Record set:
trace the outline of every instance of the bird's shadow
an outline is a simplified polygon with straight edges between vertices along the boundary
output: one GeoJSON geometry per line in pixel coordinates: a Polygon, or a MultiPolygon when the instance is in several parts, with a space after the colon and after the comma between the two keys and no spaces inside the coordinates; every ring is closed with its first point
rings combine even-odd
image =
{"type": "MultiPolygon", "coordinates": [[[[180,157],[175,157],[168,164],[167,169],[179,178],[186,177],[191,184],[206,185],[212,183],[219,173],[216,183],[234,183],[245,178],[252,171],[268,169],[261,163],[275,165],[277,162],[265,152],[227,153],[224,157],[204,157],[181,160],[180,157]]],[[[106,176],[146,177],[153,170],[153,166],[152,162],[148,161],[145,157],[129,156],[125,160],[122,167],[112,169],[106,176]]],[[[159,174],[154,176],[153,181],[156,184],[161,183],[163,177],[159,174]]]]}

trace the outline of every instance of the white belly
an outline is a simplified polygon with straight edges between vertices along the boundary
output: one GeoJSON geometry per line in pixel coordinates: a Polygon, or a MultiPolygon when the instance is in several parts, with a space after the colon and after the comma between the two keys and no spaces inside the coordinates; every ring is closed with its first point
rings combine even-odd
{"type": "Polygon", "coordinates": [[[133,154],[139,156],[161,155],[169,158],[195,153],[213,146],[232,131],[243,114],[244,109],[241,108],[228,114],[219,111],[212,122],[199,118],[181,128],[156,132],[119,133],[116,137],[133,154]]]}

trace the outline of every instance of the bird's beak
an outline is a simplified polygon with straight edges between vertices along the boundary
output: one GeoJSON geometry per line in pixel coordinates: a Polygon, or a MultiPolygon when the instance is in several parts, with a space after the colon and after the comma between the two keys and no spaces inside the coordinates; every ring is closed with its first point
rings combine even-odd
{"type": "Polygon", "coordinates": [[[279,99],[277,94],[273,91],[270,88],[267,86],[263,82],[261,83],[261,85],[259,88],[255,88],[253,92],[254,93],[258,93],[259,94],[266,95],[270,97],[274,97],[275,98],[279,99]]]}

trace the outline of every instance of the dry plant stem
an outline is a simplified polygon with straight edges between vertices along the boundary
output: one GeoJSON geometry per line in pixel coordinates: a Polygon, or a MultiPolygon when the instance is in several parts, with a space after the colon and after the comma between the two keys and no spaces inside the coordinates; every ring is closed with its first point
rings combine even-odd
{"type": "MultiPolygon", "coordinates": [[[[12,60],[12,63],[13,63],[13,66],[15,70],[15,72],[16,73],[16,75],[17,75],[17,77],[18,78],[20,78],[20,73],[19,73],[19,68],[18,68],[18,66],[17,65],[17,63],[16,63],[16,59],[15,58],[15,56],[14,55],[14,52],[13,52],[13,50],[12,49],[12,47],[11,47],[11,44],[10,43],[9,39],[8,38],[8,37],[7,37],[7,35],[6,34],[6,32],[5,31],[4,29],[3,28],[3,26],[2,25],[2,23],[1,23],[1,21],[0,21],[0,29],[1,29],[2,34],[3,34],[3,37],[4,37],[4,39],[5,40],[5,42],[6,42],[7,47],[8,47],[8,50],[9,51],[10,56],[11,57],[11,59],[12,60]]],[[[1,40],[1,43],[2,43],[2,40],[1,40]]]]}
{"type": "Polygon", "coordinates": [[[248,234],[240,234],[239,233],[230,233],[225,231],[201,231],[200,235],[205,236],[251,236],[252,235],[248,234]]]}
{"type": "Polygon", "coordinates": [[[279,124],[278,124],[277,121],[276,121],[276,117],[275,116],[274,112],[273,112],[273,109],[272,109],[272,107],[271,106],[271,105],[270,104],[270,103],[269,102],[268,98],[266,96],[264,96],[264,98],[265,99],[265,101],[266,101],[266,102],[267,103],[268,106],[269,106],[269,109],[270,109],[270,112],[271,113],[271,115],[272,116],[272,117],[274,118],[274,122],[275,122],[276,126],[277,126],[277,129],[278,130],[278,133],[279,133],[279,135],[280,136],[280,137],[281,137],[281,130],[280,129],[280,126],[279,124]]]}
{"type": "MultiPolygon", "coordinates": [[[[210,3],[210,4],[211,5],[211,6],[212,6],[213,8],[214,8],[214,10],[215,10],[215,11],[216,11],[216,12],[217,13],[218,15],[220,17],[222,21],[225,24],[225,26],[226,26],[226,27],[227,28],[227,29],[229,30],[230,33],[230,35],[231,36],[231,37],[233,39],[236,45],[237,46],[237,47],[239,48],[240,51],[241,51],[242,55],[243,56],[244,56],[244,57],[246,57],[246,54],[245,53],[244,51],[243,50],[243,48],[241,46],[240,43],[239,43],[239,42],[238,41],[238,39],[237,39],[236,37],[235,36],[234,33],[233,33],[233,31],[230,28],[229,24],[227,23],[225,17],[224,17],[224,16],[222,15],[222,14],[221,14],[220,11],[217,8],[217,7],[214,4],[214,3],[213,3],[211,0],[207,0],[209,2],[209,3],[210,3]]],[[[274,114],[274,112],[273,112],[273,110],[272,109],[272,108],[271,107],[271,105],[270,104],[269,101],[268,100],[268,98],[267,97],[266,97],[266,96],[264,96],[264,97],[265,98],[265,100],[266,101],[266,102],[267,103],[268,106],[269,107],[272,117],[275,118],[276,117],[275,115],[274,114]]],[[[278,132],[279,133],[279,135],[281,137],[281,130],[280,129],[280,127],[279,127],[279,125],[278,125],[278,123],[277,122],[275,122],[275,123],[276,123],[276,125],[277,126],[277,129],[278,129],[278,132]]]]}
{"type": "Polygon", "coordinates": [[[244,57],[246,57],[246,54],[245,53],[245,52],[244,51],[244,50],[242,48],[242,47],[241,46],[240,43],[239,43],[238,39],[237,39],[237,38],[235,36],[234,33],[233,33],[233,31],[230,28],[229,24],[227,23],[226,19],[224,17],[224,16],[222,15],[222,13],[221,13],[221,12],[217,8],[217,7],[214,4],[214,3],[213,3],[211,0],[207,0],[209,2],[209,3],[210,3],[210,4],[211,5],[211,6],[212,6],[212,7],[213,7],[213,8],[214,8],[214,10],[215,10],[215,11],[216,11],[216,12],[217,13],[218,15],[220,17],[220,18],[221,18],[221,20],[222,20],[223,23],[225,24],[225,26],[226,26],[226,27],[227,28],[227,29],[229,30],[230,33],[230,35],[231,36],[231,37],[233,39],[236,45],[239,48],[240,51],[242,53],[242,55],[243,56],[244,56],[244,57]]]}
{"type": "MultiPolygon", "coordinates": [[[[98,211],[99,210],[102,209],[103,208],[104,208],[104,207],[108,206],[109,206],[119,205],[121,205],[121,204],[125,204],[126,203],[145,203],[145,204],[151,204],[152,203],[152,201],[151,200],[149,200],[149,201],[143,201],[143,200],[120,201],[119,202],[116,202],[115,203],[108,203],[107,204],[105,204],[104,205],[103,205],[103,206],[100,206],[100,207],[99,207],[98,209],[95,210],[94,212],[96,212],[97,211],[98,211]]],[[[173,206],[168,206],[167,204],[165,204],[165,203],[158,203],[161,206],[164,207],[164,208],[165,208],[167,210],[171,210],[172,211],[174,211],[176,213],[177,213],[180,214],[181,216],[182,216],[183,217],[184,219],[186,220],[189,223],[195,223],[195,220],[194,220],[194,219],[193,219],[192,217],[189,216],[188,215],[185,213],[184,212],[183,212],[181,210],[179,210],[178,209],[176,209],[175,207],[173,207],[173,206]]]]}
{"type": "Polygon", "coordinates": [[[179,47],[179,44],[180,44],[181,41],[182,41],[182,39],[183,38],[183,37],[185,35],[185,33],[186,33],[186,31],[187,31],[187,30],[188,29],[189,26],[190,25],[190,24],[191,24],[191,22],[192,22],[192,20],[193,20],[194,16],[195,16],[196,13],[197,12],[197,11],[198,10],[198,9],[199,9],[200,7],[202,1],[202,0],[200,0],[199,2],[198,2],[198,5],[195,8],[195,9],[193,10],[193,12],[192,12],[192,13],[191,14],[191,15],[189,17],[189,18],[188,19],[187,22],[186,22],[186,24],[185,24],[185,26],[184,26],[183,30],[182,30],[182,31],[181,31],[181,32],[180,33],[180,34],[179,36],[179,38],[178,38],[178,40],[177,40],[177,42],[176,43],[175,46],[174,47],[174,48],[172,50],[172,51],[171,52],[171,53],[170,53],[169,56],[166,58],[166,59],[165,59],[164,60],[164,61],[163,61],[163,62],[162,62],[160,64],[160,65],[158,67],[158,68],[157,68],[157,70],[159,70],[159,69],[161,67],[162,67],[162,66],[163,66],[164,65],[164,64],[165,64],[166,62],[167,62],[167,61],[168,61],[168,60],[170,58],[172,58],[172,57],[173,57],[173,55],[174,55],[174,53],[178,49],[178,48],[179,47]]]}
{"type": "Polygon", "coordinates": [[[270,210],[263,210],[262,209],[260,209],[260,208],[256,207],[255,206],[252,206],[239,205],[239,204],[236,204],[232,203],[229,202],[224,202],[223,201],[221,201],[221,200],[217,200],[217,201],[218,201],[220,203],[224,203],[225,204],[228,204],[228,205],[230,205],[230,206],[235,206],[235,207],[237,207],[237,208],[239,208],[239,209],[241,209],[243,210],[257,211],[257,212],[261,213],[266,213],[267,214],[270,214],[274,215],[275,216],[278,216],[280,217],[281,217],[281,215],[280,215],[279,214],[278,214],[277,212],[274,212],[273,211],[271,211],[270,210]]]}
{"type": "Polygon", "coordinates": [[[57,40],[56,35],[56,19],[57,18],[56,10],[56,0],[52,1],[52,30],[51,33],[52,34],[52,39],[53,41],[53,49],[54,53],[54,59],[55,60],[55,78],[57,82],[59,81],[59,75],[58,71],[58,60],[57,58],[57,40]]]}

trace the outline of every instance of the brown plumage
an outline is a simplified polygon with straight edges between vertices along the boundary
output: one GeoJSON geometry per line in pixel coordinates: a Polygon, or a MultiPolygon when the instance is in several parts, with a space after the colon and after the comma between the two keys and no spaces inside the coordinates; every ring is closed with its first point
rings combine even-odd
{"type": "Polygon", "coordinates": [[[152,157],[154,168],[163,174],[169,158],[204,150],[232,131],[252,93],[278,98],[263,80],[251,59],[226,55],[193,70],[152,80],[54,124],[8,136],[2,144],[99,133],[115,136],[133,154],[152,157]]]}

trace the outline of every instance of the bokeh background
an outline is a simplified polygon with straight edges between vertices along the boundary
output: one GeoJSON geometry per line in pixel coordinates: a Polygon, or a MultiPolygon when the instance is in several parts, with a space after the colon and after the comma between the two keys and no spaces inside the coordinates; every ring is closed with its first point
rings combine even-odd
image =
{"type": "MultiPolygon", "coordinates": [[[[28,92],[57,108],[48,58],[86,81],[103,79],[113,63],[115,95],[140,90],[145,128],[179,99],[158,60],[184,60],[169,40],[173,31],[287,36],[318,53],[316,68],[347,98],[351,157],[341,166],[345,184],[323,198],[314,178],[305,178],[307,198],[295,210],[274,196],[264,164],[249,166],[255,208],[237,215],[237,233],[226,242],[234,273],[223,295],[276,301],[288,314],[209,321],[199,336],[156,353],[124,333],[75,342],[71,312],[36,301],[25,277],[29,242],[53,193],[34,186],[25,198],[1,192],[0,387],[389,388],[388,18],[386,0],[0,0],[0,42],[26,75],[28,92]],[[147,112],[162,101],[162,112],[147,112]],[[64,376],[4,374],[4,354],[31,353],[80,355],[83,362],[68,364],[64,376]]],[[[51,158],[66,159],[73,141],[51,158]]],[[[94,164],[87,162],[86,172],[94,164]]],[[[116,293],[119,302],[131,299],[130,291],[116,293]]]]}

Aim of the exercise:
Give the lines from the one containing "trace the outline of every instance of the brown" through the end of the rows as a JSON list of strings, with one string per line and blank lines omitted.

Answer to the task:
[
  "trace the outline of every instance of the brown plumage",
  "an outline is a simplified polygon with straight edges between vertices along the boundary",
  "output: one GeoJSON geometry per line in pixel coordinates: a Polygon, or a MultiPolygon when the instance is in several parts, with a space after the colon and after the comma between the two keys and no spaces inside the coordinates; every ring is closed with its first point",
  "rings combine even-odd",
  "{\"type\": \"Polygon\", \"coordinates\": [[[152,157],[154,168],[163,174],[169,158],[204,150],[232,131],[252,93],[278,98],[263,80],[251,59],[226,55],[193,70],[152,80],[54,124],[8,136],[2,144],[99,133],[115,136],[133,154],[152,157]]]}",
  "trace the outline of every instance of the bokeh background",
  "an outline is a simplified polygon with straight edges between vertices along the boundary",
  "output: one GeoJSON geometry per line in pixel coordinates: a Polygon, or a MultiPolygon when the instance is in several parts, with a space after the colon and after the comma between the two keys and no spaces inside the coordinates; every ring is closed with its first point",
  "rings combine even-odd",
  "image =",
  "{\"type\": \"MultiPolygon\", \"coordinates\": [[[[28,92],[57,108],[48,58],[86,81],[103,79],[113,63],[115,95],[140,90],[145,128],[179,99],[158,60],[184,60],[169,40],[173,31],[287,36],[318,53],[316,68],[347,98],[351,157],[341,166],[345,184],[323,198],[314,178],[305,178],[307,198],[295,210],[274,196],[264,164],[249,166],[255,208],[237,215],[237,233],[226,242],[234,273],[223,295],[276,301],[288,314],[209,321],[199,336],[156,353],[124,333],[75,342],[71,312],[36,301],[25,277],[29,242],[53,193],[34,186],[25,198],[1,192],[0,387],[389,388],[388,18],[386,0],[0,0],[0,42],[26,75],[28,92]],[[147,112],[162,101],[162,112],[147,112]],[[64,376],[4,374],[4,354],[31,353],[80,355],[83,362],[68,364],[64,376]]],[[[51,158],[66,159],[73,141],[51,158]]],[[[94,164],[87,162],[86,172],[94,164]]],[[[116,293],[119,302],[131,299],[130,291],[116,293]]]]}"
]